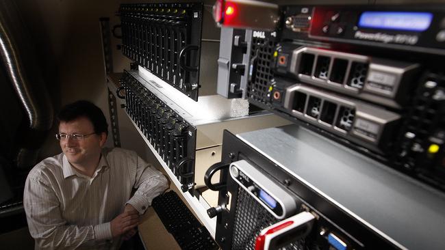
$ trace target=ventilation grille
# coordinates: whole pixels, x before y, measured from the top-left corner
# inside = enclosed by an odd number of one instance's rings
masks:
[[[125,89],[126,111],[145,135],[181,184],[193,183],[193,177],[183,177],[194,167],[181,161],[188,154],[189,129],[195,129],[161,99],[151,93],[130,73],[124,72],[120,82]]]
[[[265,104],[268,100],[268,89],[272,78],[271,61],[276,42],[268,39],[253,38],[251,50],[251,74],[247,83],[246,96]]]
[[[202,4],[121,4],[119,12],[123,55],[197,100]]]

··········

JOB:
Rewrite all the data above with "ventilation grille" changed to "air vent" and nothing else altered. Leave the pictures out.

EXERCISE ANSWER:
$ trace target=air vent
# coordinates: whole pixels, x before y, measured from the top-left corner
# inside = enclosed by an odd number of one instance's rings
masks:
[[[125,89],[126,111],[145,135],[181,184],[193,183],[193,177],[183,177],[194,167],[181,161],[188,154],[189,129],[195,129],[161,99],[151,93],[130,73],[124,72],[120,82]]]
[[[265,104],[268,100],[268,89],[272,78],[271,61],[276,42],[268,39],[253,38],[251,50],[251,74],[247,83],[246,96]]]
[[[202,4],[121,4],[119,12],[123,55],[197,100]]]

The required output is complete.